# [PROMPT]
Every line below that has the string "gonna" needs to be copied.

[TASK MATERIAL Boundary: Start]

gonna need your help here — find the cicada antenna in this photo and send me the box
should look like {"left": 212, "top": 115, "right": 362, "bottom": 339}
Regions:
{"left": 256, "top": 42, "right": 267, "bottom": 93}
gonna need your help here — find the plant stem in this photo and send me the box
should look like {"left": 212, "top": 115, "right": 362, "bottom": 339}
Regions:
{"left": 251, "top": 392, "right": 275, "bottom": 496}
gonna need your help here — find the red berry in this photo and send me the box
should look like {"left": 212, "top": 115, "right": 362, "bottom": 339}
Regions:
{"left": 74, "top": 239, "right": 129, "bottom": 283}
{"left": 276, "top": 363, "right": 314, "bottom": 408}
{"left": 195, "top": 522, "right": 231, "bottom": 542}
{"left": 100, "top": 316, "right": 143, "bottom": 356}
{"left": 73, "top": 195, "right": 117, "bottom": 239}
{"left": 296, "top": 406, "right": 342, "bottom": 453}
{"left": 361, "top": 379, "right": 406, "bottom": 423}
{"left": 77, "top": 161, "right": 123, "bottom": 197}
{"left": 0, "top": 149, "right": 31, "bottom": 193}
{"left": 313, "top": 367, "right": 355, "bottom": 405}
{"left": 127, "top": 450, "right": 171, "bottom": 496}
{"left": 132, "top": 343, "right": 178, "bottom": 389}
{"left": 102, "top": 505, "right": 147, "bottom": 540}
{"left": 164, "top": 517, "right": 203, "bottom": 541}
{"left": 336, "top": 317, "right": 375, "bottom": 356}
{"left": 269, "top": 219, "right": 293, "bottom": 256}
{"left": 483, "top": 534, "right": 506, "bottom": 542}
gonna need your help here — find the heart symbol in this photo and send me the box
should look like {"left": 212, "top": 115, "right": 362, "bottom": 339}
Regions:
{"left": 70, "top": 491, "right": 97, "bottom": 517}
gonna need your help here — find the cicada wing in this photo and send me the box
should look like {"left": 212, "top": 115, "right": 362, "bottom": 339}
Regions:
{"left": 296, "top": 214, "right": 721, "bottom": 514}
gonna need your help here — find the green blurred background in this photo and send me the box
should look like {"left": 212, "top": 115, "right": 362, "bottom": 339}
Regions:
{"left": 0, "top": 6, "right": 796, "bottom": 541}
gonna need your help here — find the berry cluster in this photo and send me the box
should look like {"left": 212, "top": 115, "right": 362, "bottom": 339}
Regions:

[TASK MATERIAL Boundary: End]

# [RESPONSE TO THIS EXERCISE]
gonna need your help here — find the cicada antenna in this photo and send me the box
gonna need your help here — find the plant stem in this photo and send me the box
gonna need your help here — find the red berry in this photo and send me the box
gonna need your help here — find the heart symbol in this photo and send me the box
gonna need your help here — find the cicada wing in this photo and send me the box
gonna need your help here — find the green blurred background in this photo and send me the box
gonna need your help here — find the berry cluster in this photo and send me the box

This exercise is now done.